BEGIN Given entries

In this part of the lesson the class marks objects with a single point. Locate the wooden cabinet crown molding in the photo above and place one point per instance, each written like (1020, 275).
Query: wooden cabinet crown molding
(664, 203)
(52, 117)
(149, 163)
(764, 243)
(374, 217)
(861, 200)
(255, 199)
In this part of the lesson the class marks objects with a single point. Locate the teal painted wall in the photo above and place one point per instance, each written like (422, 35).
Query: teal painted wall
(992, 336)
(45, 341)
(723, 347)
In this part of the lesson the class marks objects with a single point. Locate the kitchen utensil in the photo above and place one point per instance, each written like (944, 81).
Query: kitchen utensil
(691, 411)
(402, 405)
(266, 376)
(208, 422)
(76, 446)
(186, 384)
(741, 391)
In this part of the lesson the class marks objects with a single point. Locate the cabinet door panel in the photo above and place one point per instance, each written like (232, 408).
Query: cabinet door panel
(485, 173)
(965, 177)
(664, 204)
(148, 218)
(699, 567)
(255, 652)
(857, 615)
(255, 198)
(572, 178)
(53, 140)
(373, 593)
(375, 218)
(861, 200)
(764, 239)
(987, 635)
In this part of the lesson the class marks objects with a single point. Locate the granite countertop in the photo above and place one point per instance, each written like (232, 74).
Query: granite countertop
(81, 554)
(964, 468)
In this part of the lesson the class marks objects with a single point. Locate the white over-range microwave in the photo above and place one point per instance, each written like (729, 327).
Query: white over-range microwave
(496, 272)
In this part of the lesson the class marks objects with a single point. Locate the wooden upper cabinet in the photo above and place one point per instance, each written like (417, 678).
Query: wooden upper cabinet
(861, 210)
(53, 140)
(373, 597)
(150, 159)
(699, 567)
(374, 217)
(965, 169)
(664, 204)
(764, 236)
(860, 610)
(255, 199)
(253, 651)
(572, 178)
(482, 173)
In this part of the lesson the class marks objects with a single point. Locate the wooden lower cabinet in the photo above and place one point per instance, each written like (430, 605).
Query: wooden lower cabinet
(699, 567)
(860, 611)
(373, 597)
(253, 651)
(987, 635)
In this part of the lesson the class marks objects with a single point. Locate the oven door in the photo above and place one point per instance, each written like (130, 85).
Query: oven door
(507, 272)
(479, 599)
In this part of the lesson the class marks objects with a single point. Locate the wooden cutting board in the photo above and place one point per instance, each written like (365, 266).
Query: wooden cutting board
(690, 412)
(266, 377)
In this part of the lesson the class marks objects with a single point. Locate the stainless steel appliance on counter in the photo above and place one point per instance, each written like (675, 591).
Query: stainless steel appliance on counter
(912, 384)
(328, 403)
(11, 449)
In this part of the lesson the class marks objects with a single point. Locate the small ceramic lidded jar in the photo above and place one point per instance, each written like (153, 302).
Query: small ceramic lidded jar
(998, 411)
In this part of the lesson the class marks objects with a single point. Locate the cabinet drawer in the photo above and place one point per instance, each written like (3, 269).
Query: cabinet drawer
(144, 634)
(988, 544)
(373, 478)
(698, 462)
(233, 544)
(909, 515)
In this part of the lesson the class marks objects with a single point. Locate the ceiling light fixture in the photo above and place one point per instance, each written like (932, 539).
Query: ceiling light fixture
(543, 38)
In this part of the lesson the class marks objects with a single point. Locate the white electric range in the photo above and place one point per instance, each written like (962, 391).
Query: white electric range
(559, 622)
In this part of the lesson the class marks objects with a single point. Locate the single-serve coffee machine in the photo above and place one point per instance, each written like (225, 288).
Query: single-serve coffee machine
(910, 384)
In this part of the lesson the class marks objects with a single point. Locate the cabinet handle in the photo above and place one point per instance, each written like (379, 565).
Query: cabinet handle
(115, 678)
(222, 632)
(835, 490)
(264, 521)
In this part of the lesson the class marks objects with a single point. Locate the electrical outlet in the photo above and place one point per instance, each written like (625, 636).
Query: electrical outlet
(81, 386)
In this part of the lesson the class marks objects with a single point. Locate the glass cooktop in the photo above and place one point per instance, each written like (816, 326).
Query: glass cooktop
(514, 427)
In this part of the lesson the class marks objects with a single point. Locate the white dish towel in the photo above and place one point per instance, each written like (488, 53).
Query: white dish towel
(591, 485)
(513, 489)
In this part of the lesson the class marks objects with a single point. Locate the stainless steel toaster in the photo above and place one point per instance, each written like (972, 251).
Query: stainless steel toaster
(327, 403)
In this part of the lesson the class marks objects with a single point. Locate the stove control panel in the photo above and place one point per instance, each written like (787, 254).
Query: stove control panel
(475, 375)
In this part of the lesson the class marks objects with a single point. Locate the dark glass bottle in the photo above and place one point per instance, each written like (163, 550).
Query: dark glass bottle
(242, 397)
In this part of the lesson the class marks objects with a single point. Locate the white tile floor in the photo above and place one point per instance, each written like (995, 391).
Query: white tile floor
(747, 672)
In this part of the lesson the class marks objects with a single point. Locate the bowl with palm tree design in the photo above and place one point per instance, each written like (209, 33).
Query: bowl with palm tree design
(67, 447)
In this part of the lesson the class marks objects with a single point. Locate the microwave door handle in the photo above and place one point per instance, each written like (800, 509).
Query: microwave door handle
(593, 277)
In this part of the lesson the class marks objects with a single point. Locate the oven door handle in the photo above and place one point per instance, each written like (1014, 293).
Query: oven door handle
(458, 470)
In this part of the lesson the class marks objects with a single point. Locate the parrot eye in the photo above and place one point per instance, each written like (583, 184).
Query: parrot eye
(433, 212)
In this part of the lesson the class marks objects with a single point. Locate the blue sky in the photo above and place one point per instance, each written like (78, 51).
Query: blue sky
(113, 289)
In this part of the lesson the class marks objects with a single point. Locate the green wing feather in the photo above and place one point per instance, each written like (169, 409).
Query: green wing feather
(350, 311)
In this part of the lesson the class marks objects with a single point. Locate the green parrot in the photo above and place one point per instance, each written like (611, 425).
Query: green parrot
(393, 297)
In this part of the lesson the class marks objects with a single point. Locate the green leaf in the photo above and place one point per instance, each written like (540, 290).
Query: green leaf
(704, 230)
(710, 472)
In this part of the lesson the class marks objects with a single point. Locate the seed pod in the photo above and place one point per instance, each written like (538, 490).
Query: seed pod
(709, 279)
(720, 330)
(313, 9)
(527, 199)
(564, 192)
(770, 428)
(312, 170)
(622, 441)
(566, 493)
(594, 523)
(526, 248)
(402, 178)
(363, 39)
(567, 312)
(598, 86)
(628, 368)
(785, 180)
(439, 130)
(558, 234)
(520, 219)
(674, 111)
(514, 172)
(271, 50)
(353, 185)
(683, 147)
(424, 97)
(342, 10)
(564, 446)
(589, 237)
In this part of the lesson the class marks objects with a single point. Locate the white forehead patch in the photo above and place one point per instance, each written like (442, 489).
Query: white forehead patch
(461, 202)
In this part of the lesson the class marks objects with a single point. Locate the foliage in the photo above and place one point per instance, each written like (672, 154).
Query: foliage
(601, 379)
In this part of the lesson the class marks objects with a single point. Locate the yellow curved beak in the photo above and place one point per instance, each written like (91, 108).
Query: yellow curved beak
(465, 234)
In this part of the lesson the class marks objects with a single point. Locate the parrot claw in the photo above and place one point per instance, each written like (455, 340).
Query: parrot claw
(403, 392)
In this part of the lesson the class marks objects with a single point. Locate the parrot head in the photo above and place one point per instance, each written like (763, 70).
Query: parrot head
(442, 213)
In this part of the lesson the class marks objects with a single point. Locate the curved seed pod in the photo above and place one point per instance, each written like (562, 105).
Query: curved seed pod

END Given entries

Task requirements —
Reproduce all of the rows above with every occurrence of "single point" swapped for "single dot", leaving everything else as it is.

Solution below —
In this part of the lesson the class marks objects with a single dot. Locate the wooden cabinet crown molding in the photo above and place one point per instance, each written like (1020, 275).
Query: wooden cabinet crown molding
(664, 203)
(52, 117)
(149, 163)
(764, 243)
(374, 217)
(861, 200)
(255, 199)
In this part of the lesson the class marks objects with a single dot. Locate the teal painted wall in the photo above and place one point per instance, each written like (422, 35).
Query: teal painted wall
(992, 336)
(45, 341)
(723, 347)
In this part of the lesson the class marks objects with a single dot. Locate the kitchen utensil in the photo above and place one point per instance, each written like (944, 81).
Query: kitchen utensil
(691, 411)
(402, 405)
(266, 376)
(208, 422)
(76, 446)
(186, 384)
(741, 391)
In this part of the lesson the class marks objects with a single dot. Locate the cabinet door panel in the photo above and place one point per instance, each written like (232, 408).
Query: cabinet door panel
(485, 173)
(965, 177)
(664, 204)
(148, 218)
(699, 567)
(255, 652)
(857, 615)
(255, 198)
(572, 178)
(53, 140)
(373, 593)
(375, 218)
(861, 200)
(764, 239)
(987, 635)
In this part of the lesson the class marks objects with a single dot. Locate the granite countertop in the photo above and place one point per instance, each written like (232, 74).
Query: granite countertop
(81, 554)
(964, 468)
In this part of the lesson the class marks objects with a single dot. Locate the white over-range microwave in the photo above and place one point per instance, each written like (729, 327).
Query: white over-range microwave
(496, 272)
In this part of the lesson the class marks objects with a single dot. Locate the wooden upper cabinet in the photo above and place one point per instance, each written like (417, 678).
Query: wooden upper cabinet
(861, 210)
(53, 140)
(373, 597)
(150, 159)
(699, 567)
(374, 217)
(965, 169)
(664, 204)
(764, 236)
(860, 610)
(255, 199)
(253, 651)
(572, 178)
(482, 173)
In this part of the lesson the class marks objects with a single dot. Locate the wooden lower cabinet in the photo above and place one point per instance, each written like (430, 605).
Query: wooden lower cabinet
(699, 567)
(860, 611)
(373, 597)
(253, 651)
(987, 635)
In this part of the lesson the class marks objects with a single dot. Locate the oven door in the photo above and place one point per instance, each written like (130, 85).
Query: oven door
(507, 272)
(479, 599)
In this part of the lesson the class marks objects with a single dot. Locate the wooden cutting board in the photo above and place one point per instance, each written like (365, 266).
Query: wooden cutting board
(690, 412)
(266, 377)
In this part of the lesson the class marks objects with a single dot. Locate the stainless steel appliance on counter in the photo above and place one point per instance, each written like (675, 591).
Query: stainless steel appliance on counter
(912, 384)
(328, 403)
(11, 449)
In this part of the lesson the class marks objects with a single dot. Locate the small ceramic lidded jar in the photo above and place one point per instance, each written like (153, 302).
Query: small ceramic lidded jar
(998, 411)
In this part of the lesson the class marks objects with a single dot. Locate the cabinet drawer in the photo above and place one point per instance, each written like (3, 269).
Query: cabinet drawer
(144, 634)
(988, 544)
(373, 478)
(698, 462)
(233, 544)
(909, 515)
In this part of the lesson the class marks objects with a single dot. Locate the ceiling light fixture in the photo above and place one point per instance, each written like (932, 539).
Query: ceiling light fixture
(543, 38)
In this part of the lesson the class marks objects with a single dot. Locate the white electric range in the photo above and place one point per instance, each written like (962, 391).
Query: white electric range
(559, 622)
In this part of the lesson the class marks objects with a single dot. Locate the single-serve coffee machine in the photo above and place one point per instance, each written like (225, 288).
Query: single-serve coffee machine
(910, 384)
In this part of the lesson the class marks objects with a single dot. Locate the cabinet handle in the photo above and place one point per instance, each written like (379, 565).
Query: cabinet handle
(115, 678)
(222, 632)
(835, 490)
(264, 521)
In this part of the lesson the class marks objects with a single dot. Locate the electrical outlet in the photo above and place one point per instance, each written like (625, 636).
Query: electrical outlet
(81, 386)
In this part of the lesson the class marks objects with a single dot. Locate the glass cooktop in the photo above and place one point per instance, each written like (816, 326).
Query: glass cooktop
(514, 427)
In this part of the lesson the class marks objects with a single dot. Locate the white dish towel in the photo above and place one point per instance, each written like (488, 53).
Query: white dish towel
(591, 485)
(513, 489)
In this part of the lesson the class marks objects with a single dot. Locate the stainless steel toaster in the photo above and place one point per instance, each written like (972, 251).
Query: stainless steel toaster
(327, 403)
In this part of the lesson the class marks objects with a single dot. Locate the stove control panel in the photo above and place one point per instance, each written like (787, 254).
Query: stove control panel
(475, 375)
In this part of the lesson the class marks objects with a single dot. Locate the dark glass bottle in the photo above and place one point per instance, each written like (163, 550).
Query: dark glass bottle
(242, 397)
In this part of the lesson the class marks objects with a single dot. Locate the white tile floor in the photo above and place one point per instance, each written like (995, 391).
Query: white tile floor
(747, 672)
In this part of the lesson the class marks objects with a single dot. Locate the bowl with palm tree design in the photo above and place one point per instance, each written like (209, 33).
Query: bowl with palm tree design
(67, 447)
In this part of the lesson the class marks objects with a single dot. Locate the microwave door handle in the photo above and place one point per instance, each written like (800, 509).
Query: microwave door handle
(593, 277)
In this part of the lesson the class marks objects with a single dot. Locate the oven door handle in the photo above and place one point per instance, each written like (1014, 293).
Query: oven door handle
(458, 470)
In this part of the lesson the class marks objects with a single dot. Locate the parrot eye in the photo above and place one point per instance, each written like (583, 184).
Query: parrot eye
(433, 212)
In this part of the lesson the class marks objects with a single dot. Locate the blue sky in the photo above and place one point per instance, each written like (78, 51).
Query: blue sky
(113, 289)
In this part of the lesson the class marks objects with a single dot. Locate the green wing feather in the photo above and place one point per instance, each written like (169, 409).
Query: green wing feather
(350, 311)
In this part of the lesson the class marks objects with a single dot. Locate the green parrot in the photo above and place one point per instance, each written like (611, 425).
Query: green parrot
(393, 297)
In this part of the lesson the class marks objects with a single dot. Locate the green leaf in the photo above and place one point per instance, each written like (540, 290).
Query: green leaf
(704, 230)
(710, 472)
In this part of the lesson the class marks objects with a single dot. Locate the seed pod in the photo above and place one point per instance, each written like (538, 490).
Query: seed pod
(709, 279)
(720, 330)
(313, 9)
(527, 199)
(564, 192)
(770, 428)
(312, 170)
(622, 441)
(566, 493)
(594, 523)
(526, 248)
(402, 178)
(363, 39)
(567, 312)
(598, 86)
(628, 368)
(785, 180)
(439, 130)
(558, 234)
(520, 219)
(674, 111)
(514, 172)
(271, 50)
(353, 185)
(683, 147)
(424, 97)
(342, 10)
(564, 446)
(589, 237)
In this part of the lesson the class marks objects with a single dot. Locate the white forehead patch in the photo above and place one point per instance, each written like (442, 489).
Query: white forehead patch
(461, 202)
In this part of the lesson the class marks objects with a single dot. Locate the foliage in the photo above and place one point per instance, each written like (672, 154).
Query: foliage
(601, 379)
In this part of the lesson the class marks objects with a single dot. Locate the yellow curved beak in the photo above and place one point per instance, each written like (91, 108).
Query: yellow curved beak
(465, 234)
In this part of the lesson the class marks objects with a single dot. Locate the parrot claw in the photo above and place one point per instance, each written like (455, 340).
Query: parrot claw
(403, 392)
In this part of the lesson the class marks objects with a single dot. Locate the parrot head in the photo above and place one point per instance, each written like (763, 70).
Query: parrot head
(442, 213)
In this part of the lesson the class marks objects with a single dot. Locate the curved seed pod in the photo above and place one point per instance, each written like (562, 105).
Query: curved seed pod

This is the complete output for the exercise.